● 課題の内容
下に示す北条泰時の文章を、一字も変えずに全文そのまま繰り返す。
#### 文書の抜粋
北条泰時 (HOJO Yasutoki)

北条 泰時(ほうじょう やすとき)は、鎌倉時代前期の武将。
鎌倉幕府第2代執権・北条義時の長男。
北条氏の嫡流得宗家の2代当主。
鎌倉幕府第3代執権である。
(在任:元仁元年 - 仁治3年(1224年 - 1242年))

出生から承久の乱まで

寿永2年(1183年)、北条義時の長男として生まれる。
幼名は金剛。
母は側室の阿波局で、御所の女房と記されるのみで出自は不明。
父義時は21歳、祖父北条時政ら北条氏一族と共に源頼朝の挙兵に従い鎌倉入りして4年目の頃である。

建久5年(1194年)2月2日、13歳で元服する。
幕府の初代将軍となった頼朝が烏帽子親となり、頼朝の頼を賜って、頼時と名乗る。
########
#### 提示資料
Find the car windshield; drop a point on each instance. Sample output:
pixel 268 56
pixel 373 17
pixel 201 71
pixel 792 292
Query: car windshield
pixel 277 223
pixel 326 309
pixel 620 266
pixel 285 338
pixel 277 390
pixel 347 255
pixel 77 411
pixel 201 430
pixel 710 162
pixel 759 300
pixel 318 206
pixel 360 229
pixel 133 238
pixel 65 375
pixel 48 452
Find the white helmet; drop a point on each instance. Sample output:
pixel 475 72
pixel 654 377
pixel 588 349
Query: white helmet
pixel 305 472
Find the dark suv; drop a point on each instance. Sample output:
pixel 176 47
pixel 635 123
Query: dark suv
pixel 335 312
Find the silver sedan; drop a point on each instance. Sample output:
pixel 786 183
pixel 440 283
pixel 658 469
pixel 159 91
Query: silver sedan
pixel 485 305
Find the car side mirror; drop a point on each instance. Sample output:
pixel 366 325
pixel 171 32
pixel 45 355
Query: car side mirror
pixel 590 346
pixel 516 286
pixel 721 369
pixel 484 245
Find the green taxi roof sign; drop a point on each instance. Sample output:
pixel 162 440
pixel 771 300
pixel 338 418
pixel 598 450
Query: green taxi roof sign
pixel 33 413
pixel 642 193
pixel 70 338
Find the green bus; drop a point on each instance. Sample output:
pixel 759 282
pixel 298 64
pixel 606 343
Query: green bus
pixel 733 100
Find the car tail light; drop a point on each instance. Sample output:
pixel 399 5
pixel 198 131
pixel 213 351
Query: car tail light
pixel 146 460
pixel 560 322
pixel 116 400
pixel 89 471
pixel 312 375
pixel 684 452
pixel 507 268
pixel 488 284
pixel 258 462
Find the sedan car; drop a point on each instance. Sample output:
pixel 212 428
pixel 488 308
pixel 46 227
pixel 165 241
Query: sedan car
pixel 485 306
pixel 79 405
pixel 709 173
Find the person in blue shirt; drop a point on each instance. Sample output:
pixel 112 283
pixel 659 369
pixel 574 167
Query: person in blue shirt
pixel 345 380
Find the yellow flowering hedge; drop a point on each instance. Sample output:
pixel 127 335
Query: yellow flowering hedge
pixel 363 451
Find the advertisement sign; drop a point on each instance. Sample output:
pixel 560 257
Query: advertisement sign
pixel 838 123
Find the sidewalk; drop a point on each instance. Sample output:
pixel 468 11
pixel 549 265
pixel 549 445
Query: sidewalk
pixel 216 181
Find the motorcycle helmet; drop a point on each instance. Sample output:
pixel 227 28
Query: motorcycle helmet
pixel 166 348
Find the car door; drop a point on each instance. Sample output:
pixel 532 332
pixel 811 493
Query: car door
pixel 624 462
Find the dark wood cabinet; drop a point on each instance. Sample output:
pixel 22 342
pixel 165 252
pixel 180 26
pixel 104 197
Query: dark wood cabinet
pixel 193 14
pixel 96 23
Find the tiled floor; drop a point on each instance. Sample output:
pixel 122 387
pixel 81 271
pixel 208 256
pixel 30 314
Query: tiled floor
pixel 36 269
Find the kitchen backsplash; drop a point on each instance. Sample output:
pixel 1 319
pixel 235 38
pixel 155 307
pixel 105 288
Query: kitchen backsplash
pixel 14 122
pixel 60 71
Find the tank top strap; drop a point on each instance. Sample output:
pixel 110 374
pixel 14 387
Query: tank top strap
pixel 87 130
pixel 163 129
########
● 解答
北条泰時 (HOJO Yasutoki)

北条 泰時(ほうじょう やすとき)は、鎌倉時代前期の武将。
鎌倉幕府第2代執権・北条義時の長男。
北条氏の嫡流得宗家の2代当主。
鎌倉幕府第3代執権である。
(在任:元仁元年 - 仁治3年(1224年 - 1242年))

出生から承久の乱まで

寿永2年(1183年)、北条義時の長男として生まれる。
幼名は金剛。
母は側室の阿波局で、御所の女房と記されるのみで出自は不明。
父義時は21歳、祖父北条時政ら北条氏一族と共に源頼朝の挙兵に従い鎌倉入りして4年目の頃である。

建久5年(1194年)2月2日、13歳で元服する。
幕府の初代将軍となった頼朝が烏帽子親となり、頼朝の頼を賜って、頼時と名乗る。